Data in this exercise →
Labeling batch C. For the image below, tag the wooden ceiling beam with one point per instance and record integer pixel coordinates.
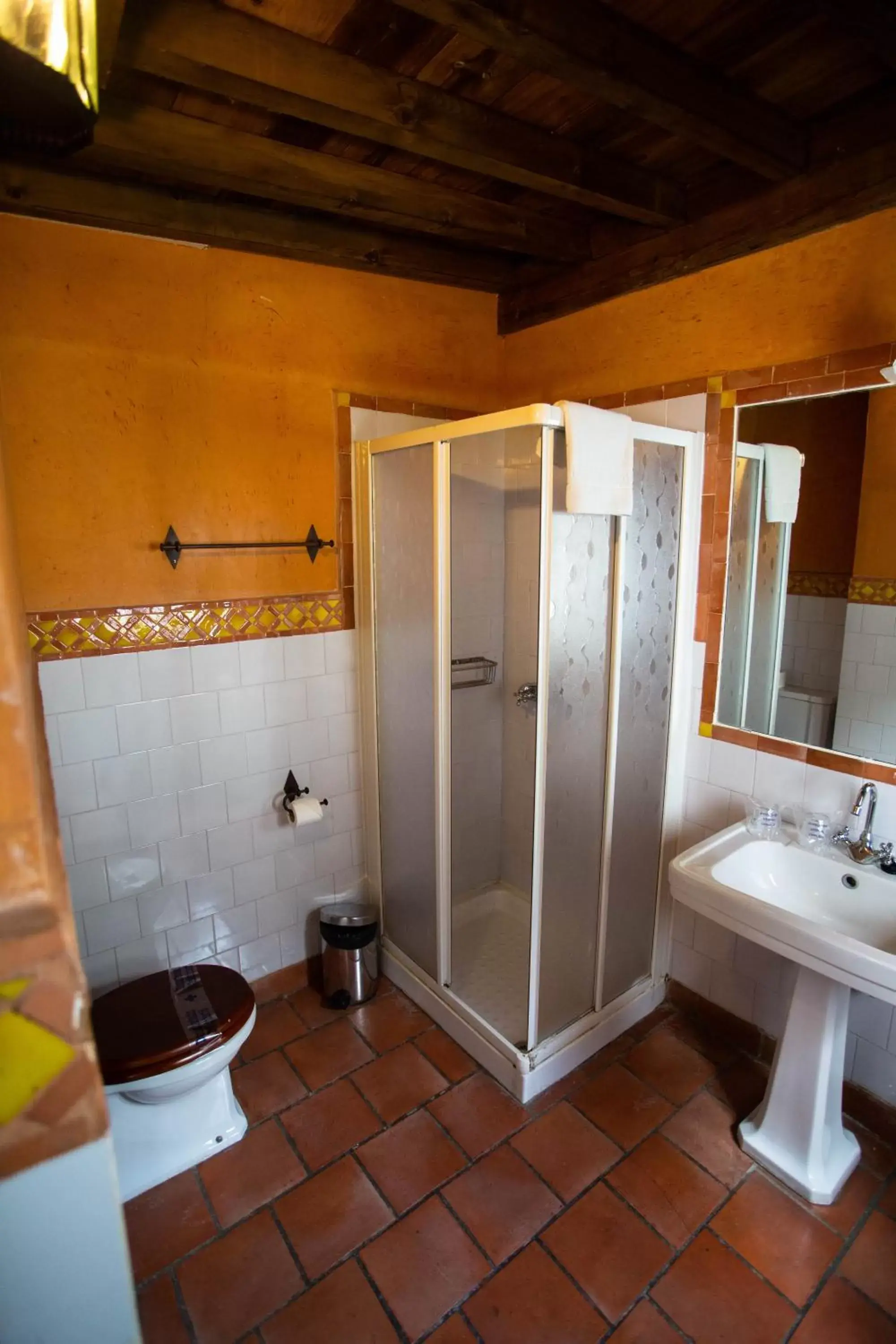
(175, 148)
(871, 21)
(226, 224)
(594, 47)
(109, 15)
(843, 191)
(230, 54)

About this exercise →
All of the material should be written out again exactly, apart from the pictures.

Output →
Labeling batch C. For the image below, tag the wooden ceiling beam with one point per instance and record integer pixel coordinates.
(175, 148)
(871, 21)
(226, 224)
(594, 47)
(109, 15)
(843, 191)
(230, 54)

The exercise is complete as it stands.